Work to complete
Reproduce each of the lines below word for word, omitting the pictures.

Records provided
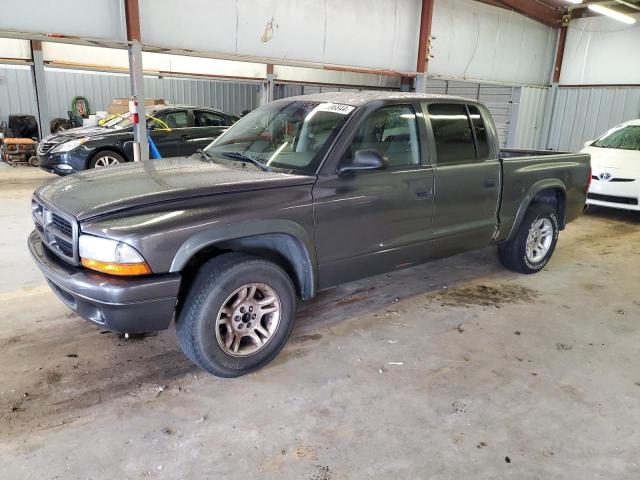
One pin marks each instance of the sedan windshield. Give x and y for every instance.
(624, 137)
(290, 135)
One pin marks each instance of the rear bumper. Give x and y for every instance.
(128, 304)
(621, 206)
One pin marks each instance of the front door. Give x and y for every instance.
(368, 222)
(168, 141)
(208, 126)
(467, 178)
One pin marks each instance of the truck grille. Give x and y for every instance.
(613, 199)
(58, 231)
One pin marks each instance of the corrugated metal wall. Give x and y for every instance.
(17, 92)
(101, 87)
(583, 113)
(527, 119)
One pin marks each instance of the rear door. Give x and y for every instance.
(207, 127)
(369, 222)
(169, 140)
(466, 176)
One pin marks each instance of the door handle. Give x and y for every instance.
(424, 194)
(490, 183)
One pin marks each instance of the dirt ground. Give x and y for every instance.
(455, 369)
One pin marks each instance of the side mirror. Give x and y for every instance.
(366, 159)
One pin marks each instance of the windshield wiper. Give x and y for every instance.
(246, 158)
(204, 154)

The output
One pin marks each instance of the sedan windshield. Give x and y for every instance.
(624, 137)
(290, 135)
One pin marks each instance of the rear bumper. Give x and y for every instance.
(128, 304)
(621, 206)
One pin marks each instance of the front door. Give x and y for every instance.
(368, 222)
(168, 141)
(208, 126)
(467, 178)
One pin marks each instance of the truck grille. Give x and y for every instance.
(613, 199)
(58, 231)
One pin marks each instance of the corrugated metal wall. Give x and y for every instance.
(17, 92)
(101, 87)
(583, 113)
(527, 119)
One pin marks each instance of the rear door. Give x and y for every instance.
(207, 127)
(369, 222)
(169, 140)
(466, 176)
One pin marks each instance of the door handle. Give x and y for every instance.
(424, 194)
(490, 183)
One pin marks each instance of the dirt ground. Give x and y for every instance.
(455, 369)
One pin marks each instance of the side mirror. Give x and y for every instance.
(366, 159)
One pin marks each instance of the windshield wiper. Give x and y for every instance.
(246, 158)
(204, 154)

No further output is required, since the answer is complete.